▼

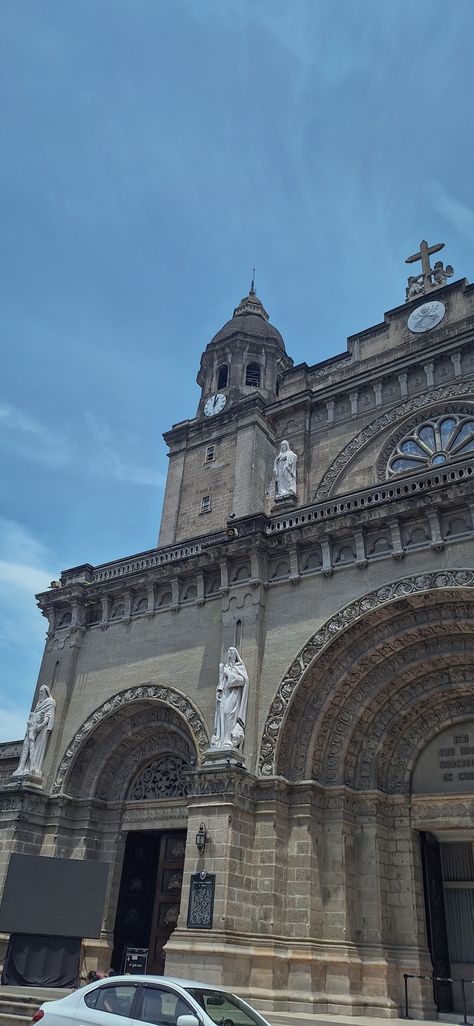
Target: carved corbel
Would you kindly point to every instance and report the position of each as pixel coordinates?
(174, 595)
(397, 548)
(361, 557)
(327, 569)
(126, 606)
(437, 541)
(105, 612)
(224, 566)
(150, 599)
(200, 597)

▲
▼

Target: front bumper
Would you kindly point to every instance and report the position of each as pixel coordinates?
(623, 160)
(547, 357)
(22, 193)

▲

* EXERCISE *
Return each line of the material above in which the string "Target" appears.

* YOUR RESPONSE *
Target: carved corbel
Target: front bumper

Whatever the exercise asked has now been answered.